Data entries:
━━━━━━━━━━━━━━━━━━━━

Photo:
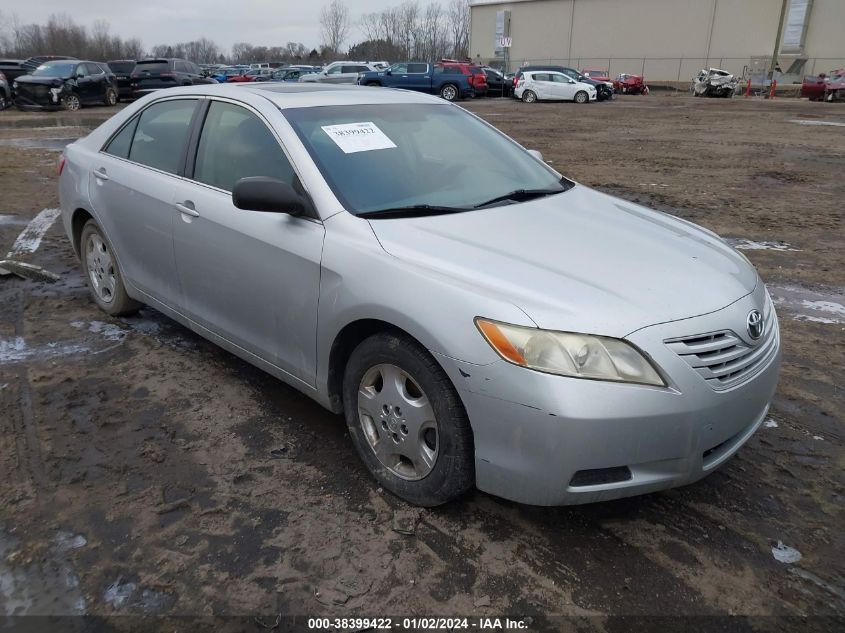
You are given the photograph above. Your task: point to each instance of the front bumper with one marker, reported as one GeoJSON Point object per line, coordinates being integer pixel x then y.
{"type": "Point", "coordinates": [551, 440]}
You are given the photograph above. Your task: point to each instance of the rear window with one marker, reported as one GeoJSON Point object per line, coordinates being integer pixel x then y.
{"type": "Point", "coordinates": [121, 67]}
{"type": "Point", "coordinates": [156, 66]}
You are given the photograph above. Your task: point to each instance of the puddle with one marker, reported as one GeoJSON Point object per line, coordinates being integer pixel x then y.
{"type": "Point", "coordinates": [750, 245]}
{"type": "Point", "coordinates": [10, 220]}
{"type": "Point", "coordinates": [52, 144]}
{"type": "Point", "coordinates": [826, 307]}
{"type": "Point", "coordinates": [47, 586]}
{"type": "Point", "coordinates": [813, 122]}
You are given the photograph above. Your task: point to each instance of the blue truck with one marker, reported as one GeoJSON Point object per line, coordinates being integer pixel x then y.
{"type": "Point", "coordinates": [445, 80]}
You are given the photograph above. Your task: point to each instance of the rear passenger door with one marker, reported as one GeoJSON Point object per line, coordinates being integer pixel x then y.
{"type": "Point", "coordinates": [419, 77]}
{"type": "Point", "coordinates": [249, 277]}
{"type": "Point", "coordinates": [132, 188]}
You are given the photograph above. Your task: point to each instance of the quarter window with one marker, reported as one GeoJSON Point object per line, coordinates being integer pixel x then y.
{"type": "Point", "coordinates": [236, 144]}
{"type": "Point", "coordinates": [161, 134]}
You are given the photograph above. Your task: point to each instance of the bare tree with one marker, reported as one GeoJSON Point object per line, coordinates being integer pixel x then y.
{"type": "Point", "coordinates": [334, 25]}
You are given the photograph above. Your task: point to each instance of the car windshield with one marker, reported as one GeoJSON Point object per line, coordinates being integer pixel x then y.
{"type": "Point", "coordinates": [55, 70]}
{"type": "Point", "coordinates": [383, 157]}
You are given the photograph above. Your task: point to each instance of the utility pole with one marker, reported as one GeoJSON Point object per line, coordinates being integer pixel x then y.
{"type": "Point", "coordinates": [778, 38]}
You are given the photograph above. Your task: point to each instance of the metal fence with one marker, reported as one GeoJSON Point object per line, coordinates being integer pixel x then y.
{"type": "Point", "coordinates": [681, 69]}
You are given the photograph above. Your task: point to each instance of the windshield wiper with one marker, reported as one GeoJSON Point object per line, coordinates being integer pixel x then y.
{"type": "Point", "coordinates": [411, 211]}
{"type": "Point", "coordinates": [521, 195]}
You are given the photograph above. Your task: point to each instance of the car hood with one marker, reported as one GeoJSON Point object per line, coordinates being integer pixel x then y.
{"type": "Point", "coordinates": [46, 81]}
{"type": "Point", "coordinates": [579, 261]}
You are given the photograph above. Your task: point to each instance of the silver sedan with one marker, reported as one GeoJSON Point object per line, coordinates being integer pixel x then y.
{"type": "Point", "coordinates": [478, 318]}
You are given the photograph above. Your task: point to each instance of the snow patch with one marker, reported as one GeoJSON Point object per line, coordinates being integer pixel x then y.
{"type": "Point", "coordinates": [785, 554]}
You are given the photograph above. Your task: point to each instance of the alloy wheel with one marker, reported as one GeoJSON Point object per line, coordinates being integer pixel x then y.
{"type": "Point", "coordinates": [398, 421]}
{"type": "Point", "coordinates": [101, 268]}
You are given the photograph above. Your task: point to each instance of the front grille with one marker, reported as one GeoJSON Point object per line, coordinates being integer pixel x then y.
{"type": "Point", "coordinates": [723, 359]}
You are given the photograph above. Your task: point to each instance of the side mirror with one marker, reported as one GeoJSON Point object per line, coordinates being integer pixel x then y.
{"type": "Point", "coordinates": [260, 193]}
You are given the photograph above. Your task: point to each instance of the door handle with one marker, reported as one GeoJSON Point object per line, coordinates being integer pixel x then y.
{"type": "Point", "coordinates": [184, 207]}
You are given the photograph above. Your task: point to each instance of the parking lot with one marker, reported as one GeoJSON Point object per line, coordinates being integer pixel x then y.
{"type": "Point", "coordinates": [145, 469]}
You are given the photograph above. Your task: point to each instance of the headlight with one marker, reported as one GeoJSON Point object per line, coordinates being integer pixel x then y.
{"type": "Point", "coordinates": [569, 354]}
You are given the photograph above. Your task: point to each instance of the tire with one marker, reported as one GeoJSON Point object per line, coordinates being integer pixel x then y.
{"type": "Point", "coordinates": [449, 92]}
{"type": "Point", "coordinates": [105, 282]}
{"type": "Point", "coordinates": [390, 372]}
{"type": "Point", "coordinates": [71, 102]}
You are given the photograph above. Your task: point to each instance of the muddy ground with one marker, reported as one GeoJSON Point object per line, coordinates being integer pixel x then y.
{"type": "Point", "coordinates": [145, 471]}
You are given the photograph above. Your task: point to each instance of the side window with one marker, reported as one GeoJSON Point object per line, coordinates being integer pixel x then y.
{"type": "Point", "coordinates": [236, 144]}
{"type": "Point", "coordinates": [120, 144]}
{"type": "Point", "coordinates": [162, 133]}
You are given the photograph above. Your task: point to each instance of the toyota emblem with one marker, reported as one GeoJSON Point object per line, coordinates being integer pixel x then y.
{"type": "Point", "coordinates": [755, 324]}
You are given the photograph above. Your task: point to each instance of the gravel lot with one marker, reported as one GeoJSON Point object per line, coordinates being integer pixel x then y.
{"type": "Point", "coordinates": [145, 471]}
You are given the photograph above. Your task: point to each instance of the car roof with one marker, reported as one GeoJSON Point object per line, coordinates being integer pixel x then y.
{"type": "Point", "coordinates": [301, 95]}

━━━━━━━━━━━━━━━━━━━━

* [Task description]: Copy out the material word for word, starting at the line that contains "of the tire" and going down to the end of the material.

* [Final result]:
You are given the photograph above. Your task: point to each instance of the tire with one marker, reported as one GeoJSON Point object per line, coordinates being integer pixel x then y.
{"type": "Point", "coordinates": [449, 92]}
{"type": "Point", "coordinates": [105, 282]}
{"type": "Point", "coordinates": [390, 372]}
{"type": "Point", "coordinates": [71, 102]}
You are given the photograph above. Your task: point to each instance of the muddy ground with one marker, reported as one GeoJSON Point object per line, coordinates being integer pixel x then y.
{"type": "Point", "coordinates": [145, 471]}
You are given the photograph above. Your task: point to each instance of the side window with one marker, reported as one GeoJSON Point object per line, coordinates being integer pixel x then y.
{"type": "Point", "coordinates": [236, 144]}
{"type": "Point", "coordinates": [120, 144]}
{"type": "Point", "coordinates": [162, 133]}
You are given the photograph above. Your task: point to each instance of the toyota emblem with one marker, reported as one GeoJSON Point object per line, coordinates being integer pixel x then y.
{"type": "Point", "coordinates": [755, 324]}
You are given the photograph above. Your task: point to each instance of the gravel lot with one marker, reported as one GeoJSON Point object per line, coordinates being integer pixel x then y.
{"type": "Point", "coordinates": [145, 471]}
You are given the photograph above. Your task: point to each instance of the car roof with one marker, reported as one GeoJSON Point object per line, coordinates being integer pixel x then y.
{"type": "Point", "coordinates": [301, 95]}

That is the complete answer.